Segmentation labeling records
● ● ● ●
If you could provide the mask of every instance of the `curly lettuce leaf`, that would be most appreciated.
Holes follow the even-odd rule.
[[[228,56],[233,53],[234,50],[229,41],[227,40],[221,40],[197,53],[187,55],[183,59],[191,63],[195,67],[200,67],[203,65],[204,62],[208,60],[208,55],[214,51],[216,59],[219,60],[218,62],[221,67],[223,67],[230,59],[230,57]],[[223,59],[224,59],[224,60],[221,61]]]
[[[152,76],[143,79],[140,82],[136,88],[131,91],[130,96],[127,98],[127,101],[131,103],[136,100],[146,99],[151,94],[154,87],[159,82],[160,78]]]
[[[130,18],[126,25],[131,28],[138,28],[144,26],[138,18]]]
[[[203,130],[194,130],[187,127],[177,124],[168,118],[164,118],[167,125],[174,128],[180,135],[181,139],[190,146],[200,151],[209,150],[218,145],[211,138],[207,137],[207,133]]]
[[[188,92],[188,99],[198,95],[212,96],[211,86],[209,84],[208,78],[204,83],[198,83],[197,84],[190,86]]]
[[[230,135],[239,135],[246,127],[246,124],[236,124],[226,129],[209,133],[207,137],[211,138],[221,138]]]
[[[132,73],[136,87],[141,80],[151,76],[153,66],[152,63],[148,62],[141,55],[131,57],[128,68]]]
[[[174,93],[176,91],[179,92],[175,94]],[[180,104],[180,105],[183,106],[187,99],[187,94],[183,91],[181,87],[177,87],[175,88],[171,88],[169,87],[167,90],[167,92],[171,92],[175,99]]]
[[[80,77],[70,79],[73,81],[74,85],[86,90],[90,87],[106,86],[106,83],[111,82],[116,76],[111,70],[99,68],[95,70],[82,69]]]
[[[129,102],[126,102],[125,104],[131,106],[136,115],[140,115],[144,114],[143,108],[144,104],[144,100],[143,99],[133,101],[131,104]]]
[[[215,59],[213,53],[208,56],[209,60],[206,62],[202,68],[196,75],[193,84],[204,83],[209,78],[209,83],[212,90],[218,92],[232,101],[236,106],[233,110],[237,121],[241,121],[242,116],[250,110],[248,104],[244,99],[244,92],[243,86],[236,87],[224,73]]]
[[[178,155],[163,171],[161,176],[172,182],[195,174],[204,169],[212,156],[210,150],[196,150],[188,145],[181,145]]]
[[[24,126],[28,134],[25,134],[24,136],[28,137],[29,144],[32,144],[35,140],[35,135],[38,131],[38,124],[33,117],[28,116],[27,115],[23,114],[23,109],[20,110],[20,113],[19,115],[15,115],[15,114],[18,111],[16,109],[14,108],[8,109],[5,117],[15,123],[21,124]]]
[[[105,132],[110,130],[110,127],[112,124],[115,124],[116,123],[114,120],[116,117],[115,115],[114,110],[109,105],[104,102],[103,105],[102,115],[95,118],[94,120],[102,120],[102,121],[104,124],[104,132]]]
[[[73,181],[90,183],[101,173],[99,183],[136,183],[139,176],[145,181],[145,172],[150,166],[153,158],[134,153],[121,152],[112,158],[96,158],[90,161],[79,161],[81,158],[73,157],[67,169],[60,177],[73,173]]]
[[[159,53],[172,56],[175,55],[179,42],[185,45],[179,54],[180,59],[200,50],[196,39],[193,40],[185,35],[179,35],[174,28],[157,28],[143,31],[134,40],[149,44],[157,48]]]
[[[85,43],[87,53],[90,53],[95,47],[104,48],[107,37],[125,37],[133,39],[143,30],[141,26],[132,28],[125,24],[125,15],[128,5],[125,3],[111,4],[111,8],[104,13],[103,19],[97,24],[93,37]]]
● ● ● ●
• [WORK TO COMPLETE]
Copy every one of the records above, line for line and without any changes.

• [COMPLETE OUTPUT]
If you could provide the mask of every instance of the `curly lettuce leaf`, that would be most appreciated.
Holes follow the even-odd rule.
[[[228,56],[233,53],[234,50],[229,41],[227,40],[221,40],[197,53],[187,55],[183,59],[191,63],[195,67],[200,67],[203,65],[204,62],[208,60],[208,55],[214,51],[216,59],[219,60],[218,62],[221,67],[223,67],[230,59],[230,57]],[[223,59],[224,59],[224,60],[221,61]]]
[[[152,76],[143,79],[140,82],[136,88],[131,91],[130,96],[127,98],[127,101],[131,103],[136,100],[146,99],[151,94],[154,87],[159,82],[160,78]]]
[[[130,18],[126,25],[131,28],[138,28],[144,26],[138,18]]]
[[[203,130],[194,130],[187,127],[177,124],[168,118],[164,118],[167,125],[174,128],[180,135],[181,139],[190,146],[200,151],[209,150],[218,145],[211,138],[207,137],[207,133]]]
[[[188,92],[188,99],[198,95],[212,96],[211,86],[209,84],[208,78],[204,83],[198,83],[197,84],[190,86]]]
[[[230,135],[239,135],[246,127],[246,124],[236,124],[226,129],[209,133],[207,137],[211,138],[221,138]]]
[[[132,73],[136,87],[141,80],[151,76],[153,66],[152,63],[148,62],[141,55],[131,57],[128,68]]]
[[[174,93],[176,91],[179,92],[175,94]],[[180,104],[180,105],[183,106],[187,99],[187,94],[183,91],[181,87],[177,87],[175,88],[171,88],[169,87],[167,90],[167,92],[171,92],[175,99]]]
[[[80,77],[70,79],[73,81],[74,85],[86,90],[90,87],[106,86],[106,83],[111,82],[116,76],[111,70],[99,68],[95,70],[82,69]]]
[[[129,102],[126,102],[125,104],[131,106],[136,115],[140,115],[144,114],[143,108],[144,104],[144,100],[143,99],[133,101],[131,104]]]
[[[215,59],[213,53],[208,56],[209,60],[206,62],[202,68],[196,75],[193,84],[204,83],[209,78],[209,83],[212,90],[218,92],[232,101],[236,106],[233,110],[237,121],[241,121],[242,116],[250,110],[248,104],[244,99],[244,92],[243,86],[236,87],[224,73]]]
[[[178,155],[163,171],[161,176],[172,182],[195,174],[204,169],[212,156],[210,150],[196,150],[188,145],[181,145]]]
[[[24,126],[28,134],[25,134],[24,136],[28,137],[29,144],[32,144],[35,140],[35,135],[38,131],[38,124],[33,117],[28,116],[27,115],[23,114],[23,109],[20,110],[20,113],[19,115],[15,115],[15,114],[18,111],[16,109],[14,108],[8,109],[5,117],[15,123],[21,124]]]
[[[105,132],[110,130],[110,127],[112,124],[115,124],[116,123],[114,120],[116,117],[115,115],[114,110],[109,105],[104,102],[103,105],[102,115],[95,118],[94,120],[102,120],[102,121],[104,124],[104,132]]]
[[[73,181],[90,183],[101,173],[99,183],[136,183],[139,176],[145,181],[145,172],[150,166],[153,158],[134,153],[121,152],[112,158],[96,158],[90,161],[79,161],[81,158],[73,157],[67,169],[60,177],[73,173]]]
[[[159,53],[172,56],[175,55],[179,42],[185,45],[179,54],[180,59],[200,50],[196,39],[193,40],[185,35],[179,35],[174,28],[157,28],[143,31],[134,40],[149,44],[157,48]]]
[[[85,43],[87,53],[90,53],[95,47],[104,48],[107,37],[125,37],[133,39],[143,30],[141,26],[132,28],[125,24],[125,15],[128,5],[125,3],[111,4],[111,8],[104,13],[103,19],[97,24],[93,37]]]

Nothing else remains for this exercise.